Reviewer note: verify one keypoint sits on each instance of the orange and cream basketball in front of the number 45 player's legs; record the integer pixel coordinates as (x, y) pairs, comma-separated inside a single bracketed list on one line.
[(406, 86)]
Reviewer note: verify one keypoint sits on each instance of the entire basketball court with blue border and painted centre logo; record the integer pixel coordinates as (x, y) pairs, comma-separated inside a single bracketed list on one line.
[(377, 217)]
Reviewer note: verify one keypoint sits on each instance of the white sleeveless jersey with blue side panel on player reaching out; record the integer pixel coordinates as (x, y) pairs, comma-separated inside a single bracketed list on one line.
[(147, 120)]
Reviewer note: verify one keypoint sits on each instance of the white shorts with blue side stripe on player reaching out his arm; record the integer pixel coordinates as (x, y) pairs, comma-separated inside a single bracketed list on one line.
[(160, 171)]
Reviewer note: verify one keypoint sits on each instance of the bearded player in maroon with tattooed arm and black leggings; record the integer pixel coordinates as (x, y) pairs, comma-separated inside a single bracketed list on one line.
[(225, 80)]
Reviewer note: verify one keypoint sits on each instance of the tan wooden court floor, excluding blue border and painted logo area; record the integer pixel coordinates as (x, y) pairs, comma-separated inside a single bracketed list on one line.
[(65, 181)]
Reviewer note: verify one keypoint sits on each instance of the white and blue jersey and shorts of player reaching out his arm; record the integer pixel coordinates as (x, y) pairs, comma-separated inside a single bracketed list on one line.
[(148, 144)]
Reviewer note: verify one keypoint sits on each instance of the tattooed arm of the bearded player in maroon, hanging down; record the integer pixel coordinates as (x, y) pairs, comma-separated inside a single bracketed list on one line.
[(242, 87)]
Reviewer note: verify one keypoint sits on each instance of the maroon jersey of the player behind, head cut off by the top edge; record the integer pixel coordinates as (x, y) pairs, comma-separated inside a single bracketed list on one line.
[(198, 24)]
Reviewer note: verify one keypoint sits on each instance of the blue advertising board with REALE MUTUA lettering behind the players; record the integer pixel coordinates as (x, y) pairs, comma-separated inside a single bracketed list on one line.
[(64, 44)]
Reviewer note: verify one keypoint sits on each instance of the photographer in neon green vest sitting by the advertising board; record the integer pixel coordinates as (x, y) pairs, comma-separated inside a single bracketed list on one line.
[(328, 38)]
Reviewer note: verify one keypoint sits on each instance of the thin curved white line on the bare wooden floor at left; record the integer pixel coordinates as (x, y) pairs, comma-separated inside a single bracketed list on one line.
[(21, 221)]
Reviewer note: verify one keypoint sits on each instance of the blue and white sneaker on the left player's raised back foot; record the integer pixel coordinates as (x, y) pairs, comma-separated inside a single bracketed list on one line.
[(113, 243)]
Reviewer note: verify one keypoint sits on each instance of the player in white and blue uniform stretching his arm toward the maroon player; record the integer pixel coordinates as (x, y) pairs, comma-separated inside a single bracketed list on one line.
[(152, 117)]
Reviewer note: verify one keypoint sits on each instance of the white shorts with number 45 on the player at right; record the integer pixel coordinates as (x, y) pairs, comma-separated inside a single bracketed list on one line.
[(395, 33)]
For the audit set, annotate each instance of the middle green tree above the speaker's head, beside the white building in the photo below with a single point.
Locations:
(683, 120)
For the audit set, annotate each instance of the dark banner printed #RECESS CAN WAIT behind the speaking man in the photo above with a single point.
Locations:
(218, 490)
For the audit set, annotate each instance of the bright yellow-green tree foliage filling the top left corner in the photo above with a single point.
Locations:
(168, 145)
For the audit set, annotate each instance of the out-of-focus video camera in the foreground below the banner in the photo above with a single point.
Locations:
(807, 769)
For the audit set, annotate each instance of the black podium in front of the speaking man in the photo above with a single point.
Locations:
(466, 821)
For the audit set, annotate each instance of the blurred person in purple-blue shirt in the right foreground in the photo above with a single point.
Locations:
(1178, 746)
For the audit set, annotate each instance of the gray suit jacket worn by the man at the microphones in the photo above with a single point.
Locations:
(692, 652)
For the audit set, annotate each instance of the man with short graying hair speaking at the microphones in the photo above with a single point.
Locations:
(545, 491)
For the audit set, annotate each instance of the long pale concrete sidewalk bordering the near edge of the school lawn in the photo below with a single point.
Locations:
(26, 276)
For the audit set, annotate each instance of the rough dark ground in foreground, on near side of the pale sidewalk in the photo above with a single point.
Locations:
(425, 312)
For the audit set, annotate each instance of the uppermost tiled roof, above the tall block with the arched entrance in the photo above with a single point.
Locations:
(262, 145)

Problem statement:
Please tally the lines of the listing that include the string "microphones". Give the total alone.

Task solution:
2